##### DATA FOR PROCESSING
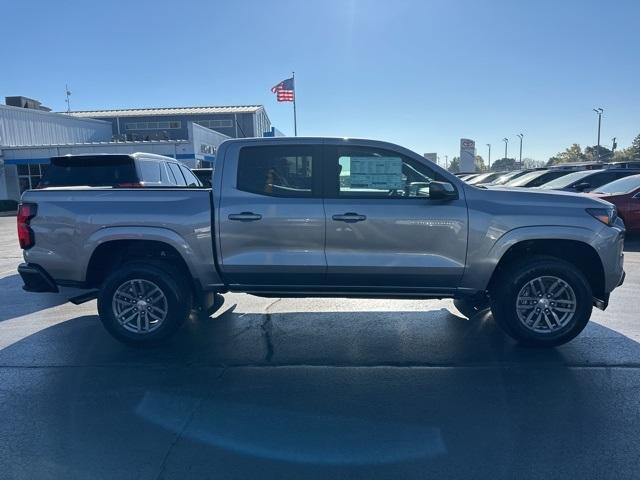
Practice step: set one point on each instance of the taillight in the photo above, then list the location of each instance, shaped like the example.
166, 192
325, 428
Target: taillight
26, 211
##########
AIM OF THE TASK:
Lay out every line of the records above as a Markdown table with the columns "Row" and "Record line", numbering the rows in order and skipping blank lines. Leave the pictures out.

EXERCISE OUTPUT:
| Row | Record line |
|---|---|
| 1 | Practice step: set one point on each instance of the taillight in the photo above, then list the location of each instance, shaped like the example. |
| 2 | 166, 192 |
| 3 | 325, 428 |
| 4 | Target: taillight |
| 5 | 26, 211 |